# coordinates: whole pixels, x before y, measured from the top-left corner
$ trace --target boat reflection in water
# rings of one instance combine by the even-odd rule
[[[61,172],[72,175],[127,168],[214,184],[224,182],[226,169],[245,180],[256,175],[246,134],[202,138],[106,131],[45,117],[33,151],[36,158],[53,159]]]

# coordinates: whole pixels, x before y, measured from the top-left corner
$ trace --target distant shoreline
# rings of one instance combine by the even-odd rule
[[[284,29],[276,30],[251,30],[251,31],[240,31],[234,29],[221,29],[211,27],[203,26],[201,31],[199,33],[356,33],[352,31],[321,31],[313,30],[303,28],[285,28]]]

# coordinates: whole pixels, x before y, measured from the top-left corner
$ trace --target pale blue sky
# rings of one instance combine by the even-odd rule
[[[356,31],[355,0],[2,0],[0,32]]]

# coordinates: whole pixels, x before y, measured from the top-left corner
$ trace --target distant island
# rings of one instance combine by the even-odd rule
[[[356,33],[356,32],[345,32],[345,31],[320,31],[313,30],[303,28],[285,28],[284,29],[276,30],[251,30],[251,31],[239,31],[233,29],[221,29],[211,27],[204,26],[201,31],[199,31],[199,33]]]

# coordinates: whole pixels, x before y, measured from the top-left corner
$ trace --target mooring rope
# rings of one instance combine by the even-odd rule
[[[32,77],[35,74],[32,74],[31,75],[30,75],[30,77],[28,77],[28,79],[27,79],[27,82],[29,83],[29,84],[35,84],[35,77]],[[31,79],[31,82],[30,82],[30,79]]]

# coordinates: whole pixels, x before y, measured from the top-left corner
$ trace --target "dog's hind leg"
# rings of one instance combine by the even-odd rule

=-=-=-=-=

YOUR GOAL. Can you rewrite the records above with every "distant" changed to "faraway" and nothing else altered?

WRITTEN RESPONSE.
# coordinates: whole pixels, x before y, measured from the top-left corner
$ trace --target boat reflection in water
# rings of one instance combine by the even-odd rule
[[[61,172],[72,175],[127,168],[214,184],[224,182],[226,169],[245,180],[256,175],[246,134],[202,138],[106,131],[45,117],[33,151],[36,158],[53,159]]]

# coordinates: whole pixels, x before y, measured from the top-left corner
$ trace --target faraway shoreline
# rings of one instance combine by the even-odd rule
[[[284,29],[276,30],[251,30],[251,31],[240,31],[234,29],[221,29],[211,27],[203,26],[201,31],[199,33],[356,33],[352,31],[321,31],[313,30],[303,28],[285,28]]]

# coordinates: whole pixels, x before y, measured from the top-left corner
$ trace --target pale blue sky
# rings of one instance combine by the even-odd rule
[[[356,31],[355,0],[2,0],[0,32]]]

# coordinates: whole pixels, x before y, measured from the top-left corner
$ trace --target faraway island
# rings of one instance combine by the even-odd rule
[[[356,33],[356,32],[345,32],[345,31],[320,31],[313,30],[303,28],[285,28],[284,29],[276,30],[251,30],[251,31],[239,31],[233,29],[221,29],[211,27],[204,26],[201,31],[199,31],[199,33]]]

# coordinates: whole pixels, x before y, measured from the top-left corner
$ trace --target mooring rope
# rings of one instance combine by the even-odd rule
[[[32,77],[35,74],[32,74],[31,75],[30,75],[30,77],[28,77],[28,79],[27,79],[27,82],[29,83],[29,84],[35,84],[35,77]],[[31,79],[31,82],[30,82],[30,79]]]

# coordinates: whole pixels, x before y, measured from the top-left corner
$ trace --target "dog's hind leg"
# rings of one instance combine by the even-odd rule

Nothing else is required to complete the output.